#### Written problem 1:
Identify every file name that appears in the commands of the forum reply on fixing a PDF's table-of-contents markers.
#### Written problem 2:
From the forum reply on fixing a PDF's table-of-contents markers, print word for word the stretch from "After you've done" through "mere 58.3 MB.)".

Re: E-readers
Reply #74 –
The problem lies in the chapter markers. For some reason the "odalszámok" entry in the TOC (something about numbers?) includes a reference to every single page in the book, meaning every page has a TOC marker on the progress bar so that the entire thing is colored in.
Here's a quick fix, but note that you should be able to do the same thing with pdfmod in a GUI:
# dump the metadata to a file called info
pdftk ActaOrientalia_41.pdf dump_data output info
# delete lines 221 through 2359 and save the result in a file called info.tmp
sed -e '221,2359d' info > info.tmp
# create a new PDF with the updated PDF metadata from info.tmp
pdftk ActaOrientalia_41.pdf update_info info.tmp output ActaOrientalia_41_fixed_toc.pdf
It's possible that something should be fixed on KOReader's end as well to prevent this situation from occurring, but in this case that would mean displaying only the top-level TOC markers, thereby significantly reducing their utility.
After you've done that, you could also consider:
# -j0 automatically selects the number of threads
pdf2djvu -j0 ActaOrientalia_41_fixed_toc.pdf > ActaOrientalia_41_fixed_toc.djvu
It'll take a while and it could potentially introduce a certain degree quality degradation, but the result will generally handle much better for reading. [Edit: in this case the result is somewhat disappointing, at least using the default settings — except for the fact that the resulting file is a mere 58.3 MB.)
PS Also see https://github.com/edouard-lopez/pdf2djvu-ocr which could be interesting to run some OCR to boot. Of course just running pdfsandwich and pdf2djvu manually isn't that big of a deal but the less you have to do the better.

#### Dataset extract:
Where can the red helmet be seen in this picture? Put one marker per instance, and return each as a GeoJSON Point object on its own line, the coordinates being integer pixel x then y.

#### Exercise answer 1:
- ActaOrientalia_41.pdf
- info
- info.tmp
- ActaOrientalia_41_fixed_toc.pdf
- ActaOrientalia_41_fixed_toc.djvu

#### Exercise answer 2:
After you've done that, you could also consider:
# -j0 automatically selects the number of threads
pdf2djvu -j0 ActaOrientalia_41_fixed_toc.pdf > ActaOrientalia_41_fixed_toc.djvu
It'll take a while and it could potentially introduce a certain degree quality degradation, but the result will generally handle much better for reading. [Edit: in this case the result is somewhat disappointing, at least using the default settings — except for the fact that the resulting file is a mere 58.3 MB.)